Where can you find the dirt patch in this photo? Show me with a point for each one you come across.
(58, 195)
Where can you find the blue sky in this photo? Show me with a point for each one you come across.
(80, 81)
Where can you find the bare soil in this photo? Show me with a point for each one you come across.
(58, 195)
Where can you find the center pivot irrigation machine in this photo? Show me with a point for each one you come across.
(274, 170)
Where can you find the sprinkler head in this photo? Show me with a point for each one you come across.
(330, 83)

++++

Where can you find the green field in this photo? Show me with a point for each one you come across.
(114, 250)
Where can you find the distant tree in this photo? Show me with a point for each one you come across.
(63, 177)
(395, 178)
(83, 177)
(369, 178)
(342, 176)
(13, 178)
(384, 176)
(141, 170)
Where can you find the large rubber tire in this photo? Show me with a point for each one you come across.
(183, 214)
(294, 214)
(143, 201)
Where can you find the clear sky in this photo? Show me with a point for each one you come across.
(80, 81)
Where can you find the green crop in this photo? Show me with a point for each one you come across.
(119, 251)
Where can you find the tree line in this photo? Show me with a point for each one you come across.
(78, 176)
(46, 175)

++++

Goal:
Identify each line in the items above that contains the word "tree", and copy every such line in full.

Result of this task:
Where can you find the distant tree in this photo? Show me with a point for each one you come across.
Where can you find the tree line in this photo? Show me with a point for each one you come across.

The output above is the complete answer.